## TEXTE FOURNI
En sacrifiant Calonne, le roi s’était flatté de faire passer les projets présentés par ce ministre. Le contraire devait arriver et arriva en effet. Trois semaines après la nomination de Brienne au poste de président du conseil des finances, le 25 mai 1787, les notables se séparèrent sans avoir sanctionné ce qu’on leur avait soumis. De ce moment, la révolution était commencée de fait, car le roi, éperdu et humilié des concessions qu’il avait en vain faites aux notables, avait perdu toute autorité, même à ses propres yeux. Les privilégiés, infatués de la victoire qu’ils venaient de remporter sur la royauté, n’entendaient se prêter à aucun des sacrifices que réclamaient les principes de la justice et le salut du pays. Chez le tiers-état, les esprits droits et élevés étaient mécontens, les âmes ardentes étaient en proie à une violente irritation, et dès-lors commença à fermenter dans les têtes la pensée exprimée par Siéyès deux ans plus tard, que « le tiers-état, qui n’était rien, devait être tout. » De toutes parts, la passion entraînait les esprits dans son tourbillon.

## CONSIGNES
**a)** D'après le texte fourni, pourquoi la révolution était-elle commencée de fait à partir de la séparation des notables ? Répondez en une à trois phrases.
**b)** Répondez aux questions suivantes à l'aide du texte fourni.
(i) Combien de temps après la nomination de Brienne les notables se séparèrent-ils ?
(ii) À quel poste Brienne avait-il été nommé ?
(iii) D'après la pensée exprimée par Siéyès, que devait être le tiers-état ?

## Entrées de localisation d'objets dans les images

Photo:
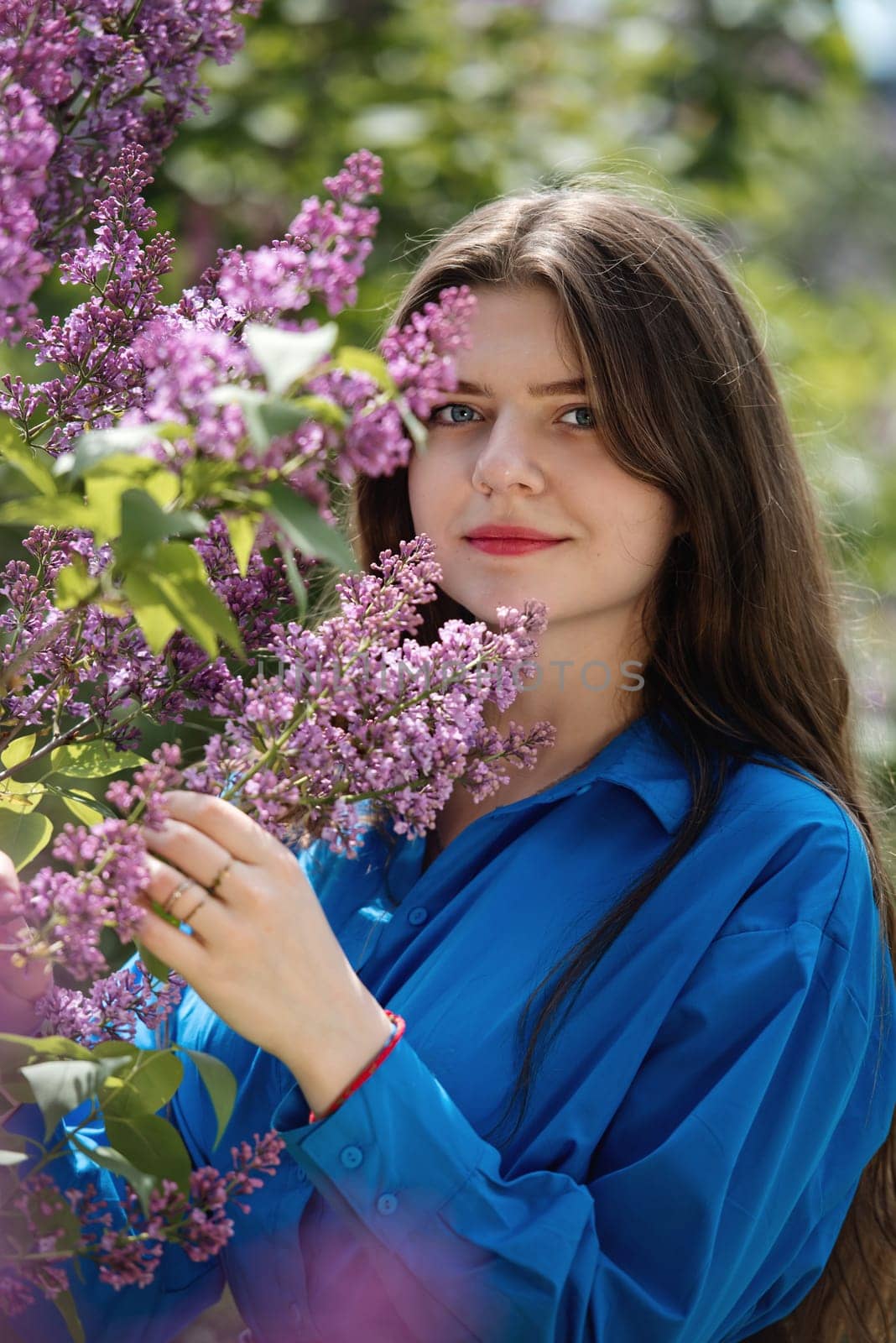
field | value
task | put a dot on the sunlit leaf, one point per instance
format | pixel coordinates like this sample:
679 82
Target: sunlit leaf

## CORRIGÉS
**a)** Selon le texte, la révolution était commencée de fait parce que le roi avait perdu toute autorité, même à ses propres yeux. Il était éperdu et humilié par les concessions qu'il avait faites en vain aux notables.

**b)**
(i) Les notables se séparèrent trois semaines après la nomination de Brienne.
(ii) Brienne avait été nommé président du conseil des finances.
(iii) Le tiers-état, qui n'était rien, devait être tout.